Given exercise: Collect and copy every line of the data below that contains the string "blue". Case counts, so match uppercase and lowercase letters precisely.

Dataset records:
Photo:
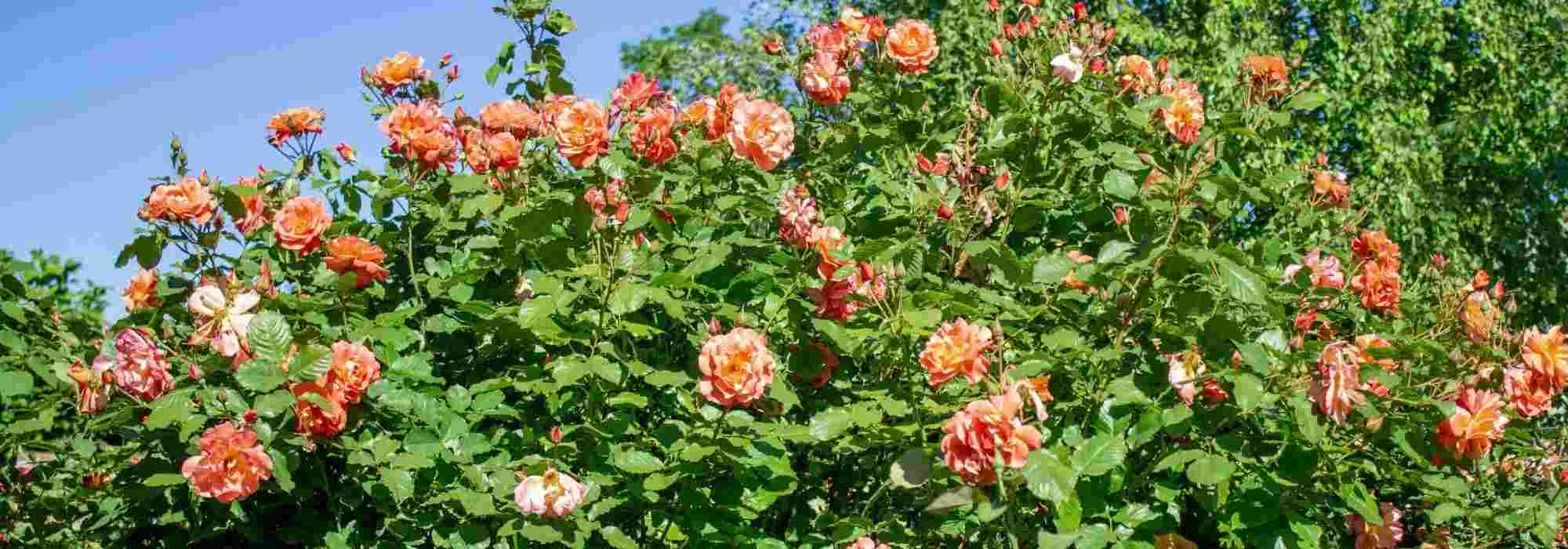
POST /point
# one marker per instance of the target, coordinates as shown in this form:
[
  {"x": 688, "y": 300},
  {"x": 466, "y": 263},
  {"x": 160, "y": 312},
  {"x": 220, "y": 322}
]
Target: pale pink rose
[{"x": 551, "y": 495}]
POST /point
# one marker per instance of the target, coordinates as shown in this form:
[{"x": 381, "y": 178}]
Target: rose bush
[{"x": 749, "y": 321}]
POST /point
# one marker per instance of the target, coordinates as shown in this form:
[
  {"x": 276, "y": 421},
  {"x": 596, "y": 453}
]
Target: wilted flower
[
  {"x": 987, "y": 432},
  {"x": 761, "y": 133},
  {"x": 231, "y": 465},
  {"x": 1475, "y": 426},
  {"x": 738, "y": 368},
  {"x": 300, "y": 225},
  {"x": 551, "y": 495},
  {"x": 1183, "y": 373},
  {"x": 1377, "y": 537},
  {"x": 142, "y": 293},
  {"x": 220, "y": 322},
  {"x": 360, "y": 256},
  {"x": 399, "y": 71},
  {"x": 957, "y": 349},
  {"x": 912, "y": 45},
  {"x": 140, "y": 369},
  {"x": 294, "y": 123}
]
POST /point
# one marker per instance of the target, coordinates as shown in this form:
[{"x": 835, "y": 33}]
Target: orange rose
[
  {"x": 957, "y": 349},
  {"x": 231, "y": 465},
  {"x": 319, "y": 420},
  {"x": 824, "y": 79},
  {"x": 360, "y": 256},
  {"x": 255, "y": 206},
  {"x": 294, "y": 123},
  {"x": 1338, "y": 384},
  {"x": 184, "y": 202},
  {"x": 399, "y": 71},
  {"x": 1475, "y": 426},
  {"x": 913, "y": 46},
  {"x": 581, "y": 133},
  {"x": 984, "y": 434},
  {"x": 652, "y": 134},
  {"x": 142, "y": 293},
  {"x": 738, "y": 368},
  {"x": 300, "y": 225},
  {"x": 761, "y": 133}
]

* * *

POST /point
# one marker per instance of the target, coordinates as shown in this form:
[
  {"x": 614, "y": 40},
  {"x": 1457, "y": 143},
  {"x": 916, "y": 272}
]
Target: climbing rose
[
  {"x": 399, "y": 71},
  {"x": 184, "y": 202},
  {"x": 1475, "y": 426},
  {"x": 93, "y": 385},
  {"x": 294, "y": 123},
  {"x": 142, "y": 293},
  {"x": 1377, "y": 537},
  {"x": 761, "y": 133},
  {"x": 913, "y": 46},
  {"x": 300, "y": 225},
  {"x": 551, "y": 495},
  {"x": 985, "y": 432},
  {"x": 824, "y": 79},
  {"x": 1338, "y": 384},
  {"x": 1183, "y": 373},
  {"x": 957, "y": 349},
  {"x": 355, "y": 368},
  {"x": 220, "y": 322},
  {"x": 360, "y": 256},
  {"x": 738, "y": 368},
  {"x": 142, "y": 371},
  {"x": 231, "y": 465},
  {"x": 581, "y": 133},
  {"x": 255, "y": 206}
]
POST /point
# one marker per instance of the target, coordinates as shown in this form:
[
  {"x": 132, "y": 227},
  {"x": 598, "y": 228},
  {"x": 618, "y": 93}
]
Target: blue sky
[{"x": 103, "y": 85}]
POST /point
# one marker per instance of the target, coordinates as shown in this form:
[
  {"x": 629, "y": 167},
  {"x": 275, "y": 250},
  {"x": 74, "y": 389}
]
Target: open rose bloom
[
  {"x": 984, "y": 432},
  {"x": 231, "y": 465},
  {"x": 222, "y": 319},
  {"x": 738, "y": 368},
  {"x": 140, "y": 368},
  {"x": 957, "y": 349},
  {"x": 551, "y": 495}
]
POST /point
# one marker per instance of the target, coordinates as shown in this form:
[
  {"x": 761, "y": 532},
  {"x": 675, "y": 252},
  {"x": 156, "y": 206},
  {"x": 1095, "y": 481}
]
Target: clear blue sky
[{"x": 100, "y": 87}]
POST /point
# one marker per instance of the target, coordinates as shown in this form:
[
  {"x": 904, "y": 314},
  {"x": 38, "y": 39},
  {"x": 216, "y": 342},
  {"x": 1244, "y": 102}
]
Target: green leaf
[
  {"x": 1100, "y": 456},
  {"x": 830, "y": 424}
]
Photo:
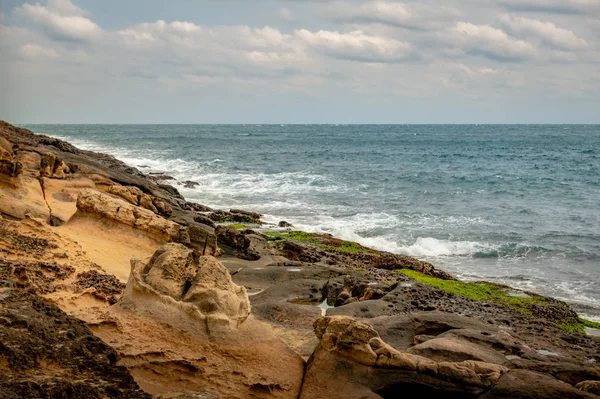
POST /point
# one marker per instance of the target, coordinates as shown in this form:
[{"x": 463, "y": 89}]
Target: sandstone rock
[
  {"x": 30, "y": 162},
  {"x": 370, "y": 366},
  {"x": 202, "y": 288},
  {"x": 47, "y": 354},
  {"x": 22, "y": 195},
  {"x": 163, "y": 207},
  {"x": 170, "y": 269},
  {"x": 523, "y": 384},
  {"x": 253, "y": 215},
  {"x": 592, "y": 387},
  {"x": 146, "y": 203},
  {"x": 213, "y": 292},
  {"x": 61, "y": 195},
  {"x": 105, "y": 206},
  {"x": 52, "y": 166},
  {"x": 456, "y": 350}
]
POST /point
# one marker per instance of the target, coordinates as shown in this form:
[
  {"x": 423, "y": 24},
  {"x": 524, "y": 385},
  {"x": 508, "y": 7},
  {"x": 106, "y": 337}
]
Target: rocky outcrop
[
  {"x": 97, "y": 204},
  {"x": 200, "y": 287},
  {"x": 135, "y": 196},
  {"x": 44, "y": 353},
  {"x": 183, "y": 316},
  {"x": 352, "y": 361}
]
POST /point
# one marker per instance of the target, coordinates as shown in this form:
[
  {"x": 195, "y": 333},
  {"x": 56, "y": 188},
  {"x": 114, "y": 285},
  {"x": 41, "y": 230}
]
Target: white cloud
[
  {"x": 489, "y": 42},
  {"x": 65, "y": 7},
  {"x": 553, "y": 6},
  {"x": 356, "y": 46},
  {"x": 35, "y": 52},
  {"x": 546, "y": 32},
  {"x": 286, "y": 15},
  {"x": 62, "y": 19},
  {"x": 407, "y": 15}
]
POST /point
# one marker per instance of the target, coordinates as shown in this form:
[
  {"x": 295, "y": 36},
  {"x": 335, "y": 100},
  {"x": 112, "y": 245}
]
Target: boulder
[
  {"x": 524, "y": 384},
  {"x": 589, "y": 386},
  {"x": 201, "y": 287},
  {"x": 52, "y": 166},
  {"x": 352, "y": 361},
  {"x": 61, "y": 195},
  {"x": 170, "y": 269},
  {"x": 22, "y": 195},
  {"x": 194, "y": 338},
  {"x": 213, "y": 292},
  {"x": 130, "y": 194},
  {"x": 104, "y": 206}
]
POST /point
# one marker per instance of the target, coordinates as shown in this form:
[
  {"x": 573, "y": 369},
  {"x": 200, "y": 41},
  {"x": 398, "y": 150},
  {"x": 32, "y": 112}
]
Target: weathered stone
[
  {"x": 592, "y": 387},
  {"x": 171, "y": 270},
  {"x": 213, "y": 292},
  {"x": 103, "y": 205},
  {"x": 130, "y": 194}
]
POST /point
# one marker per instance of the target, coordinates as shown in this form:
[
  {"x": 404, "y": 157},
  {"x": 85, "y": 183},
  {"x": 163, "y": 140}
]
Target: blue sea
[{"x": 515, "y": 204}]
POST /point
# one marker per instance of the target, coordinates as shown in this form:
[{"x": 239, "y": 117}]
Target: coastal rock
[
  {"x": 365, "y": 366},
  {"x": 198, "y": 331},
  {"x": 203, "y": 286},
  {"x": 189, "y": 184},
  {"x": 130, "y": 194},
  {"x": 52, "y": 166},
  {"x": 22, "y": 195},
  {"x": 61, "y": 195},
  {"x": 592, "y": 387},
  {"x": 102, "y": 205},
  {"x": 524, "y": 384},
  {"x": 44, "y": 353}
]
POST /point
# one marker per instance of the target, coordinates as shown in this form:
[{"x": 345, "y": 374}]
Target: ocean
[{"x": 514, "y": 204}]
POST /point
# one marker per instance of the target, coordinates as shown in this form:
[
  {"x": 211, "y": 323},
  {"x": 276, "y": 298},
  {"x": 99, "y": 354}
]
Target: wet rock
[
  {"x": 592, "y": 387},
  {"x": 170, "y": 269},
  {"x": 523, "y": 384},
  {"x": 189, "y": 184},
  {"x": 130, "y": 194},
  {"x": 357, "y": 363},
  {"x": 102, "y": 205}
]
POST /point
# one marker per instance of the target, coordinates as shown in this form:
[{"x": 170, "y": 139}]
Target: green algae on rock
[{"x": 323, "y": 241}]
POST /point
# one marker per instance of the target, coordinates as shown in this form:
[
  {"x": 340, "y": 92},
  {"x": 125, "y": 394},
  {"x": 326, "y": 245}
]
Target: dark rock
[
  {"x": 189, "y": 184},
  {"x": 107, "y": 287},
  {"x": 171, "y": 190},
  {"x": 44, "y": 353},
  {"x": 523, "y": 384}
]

Answer for the task:
Target: blue sky
Target: clear blue sky
Target: blue sea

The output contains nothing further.